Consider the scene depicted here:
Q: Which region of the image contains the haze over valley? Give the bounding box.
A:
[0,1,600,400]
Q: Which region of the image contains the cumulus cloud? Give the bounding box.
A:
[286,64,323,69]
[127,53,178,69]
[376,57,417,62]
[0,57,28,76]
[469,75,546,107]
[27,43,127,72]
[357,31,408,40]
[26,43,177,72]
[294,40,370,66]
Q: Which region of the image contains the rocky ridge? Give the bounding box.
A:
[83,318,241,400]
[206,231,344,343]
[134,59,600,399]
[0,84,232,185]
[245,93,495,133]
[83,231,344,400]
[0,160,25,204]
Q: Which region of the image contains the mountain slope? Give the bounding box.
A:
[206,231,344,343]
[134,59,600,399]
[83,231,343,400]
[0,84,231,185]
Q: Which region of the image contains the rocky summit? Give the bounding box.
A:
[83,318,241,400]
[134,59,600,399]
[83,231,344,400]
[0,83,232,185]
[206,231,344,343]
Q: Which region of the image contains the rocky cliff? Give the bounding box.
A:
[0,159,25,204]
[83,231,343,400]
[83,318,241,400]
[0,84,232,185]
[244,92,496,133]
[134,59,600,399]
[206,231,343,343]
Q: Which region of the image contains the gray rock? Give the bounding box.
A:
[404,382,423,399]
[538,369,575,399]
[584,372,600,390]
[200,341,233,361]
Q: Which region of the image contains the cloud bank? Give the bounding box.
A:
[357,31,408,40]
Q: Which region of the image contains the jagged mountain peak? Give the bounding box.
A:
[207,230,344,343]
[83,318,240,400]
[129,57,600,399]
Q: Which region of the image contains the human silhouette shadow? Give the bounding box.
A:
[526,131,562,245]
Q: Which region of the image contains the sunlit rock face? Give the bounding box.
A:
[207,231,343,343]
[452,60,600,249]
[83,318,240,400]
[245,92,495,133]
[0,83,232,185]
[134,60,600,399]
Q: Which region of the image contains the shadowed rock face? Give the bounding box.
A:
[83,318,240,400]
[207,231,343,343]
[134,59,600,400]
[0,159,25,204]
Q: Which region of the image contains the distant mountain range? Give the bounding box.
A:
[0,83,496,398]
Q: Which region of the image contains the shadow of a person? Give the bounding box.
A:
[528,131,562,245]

---

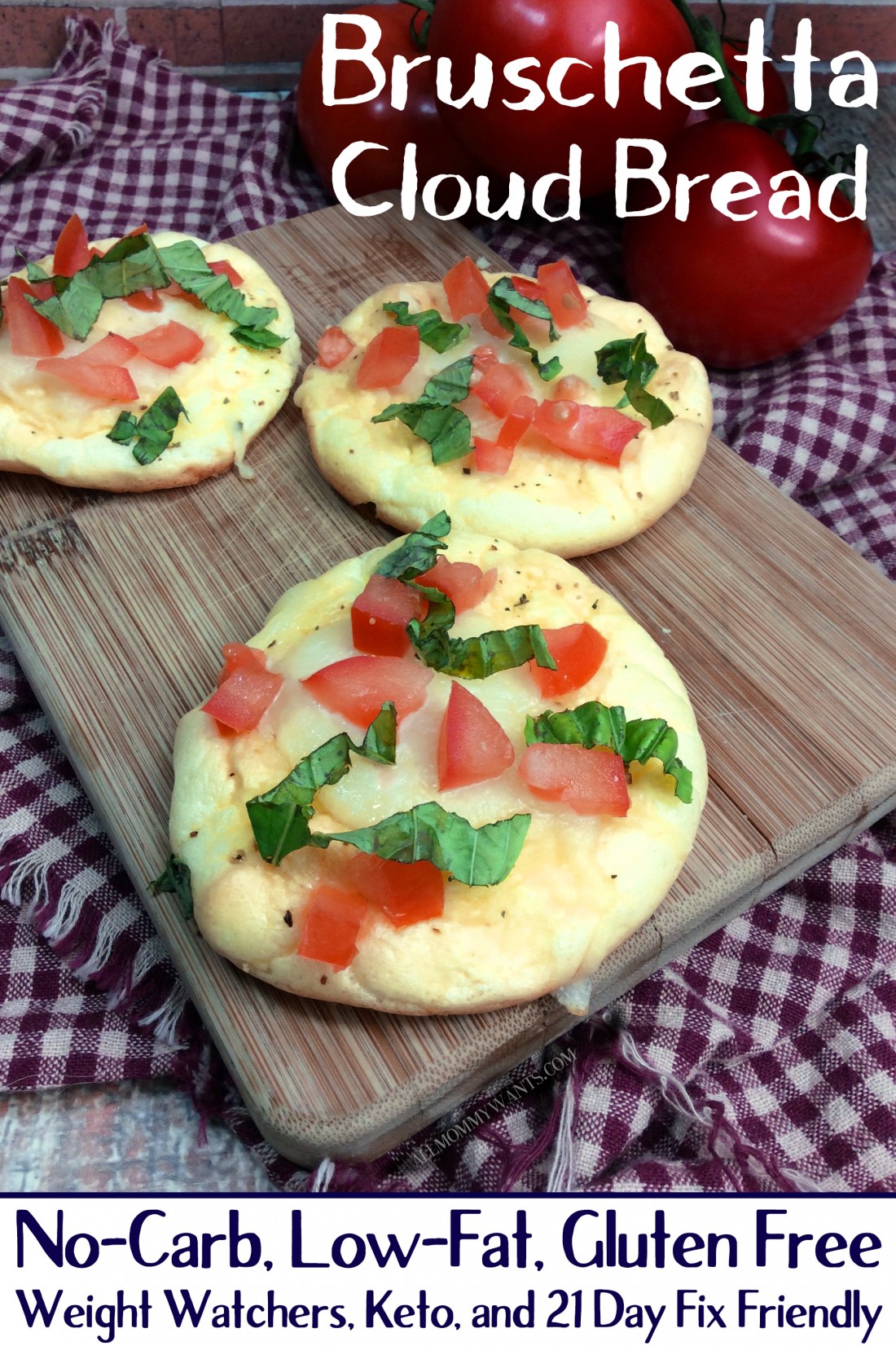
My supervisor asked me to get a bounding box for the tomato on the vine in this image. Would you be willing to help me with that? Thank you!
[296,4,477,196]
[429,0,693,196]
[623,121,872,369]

[Stated problem] Can you reproduce the data verbatim, starting at the line containing "Q: Which region of the image contains the distant" and ending at the line containing "[0,83,496,398]", with both of those lines included?

[Result of the task]
Q: Which region of the image contains the distant mountain range? Give the bounding box.
A:
[0,83,496,398]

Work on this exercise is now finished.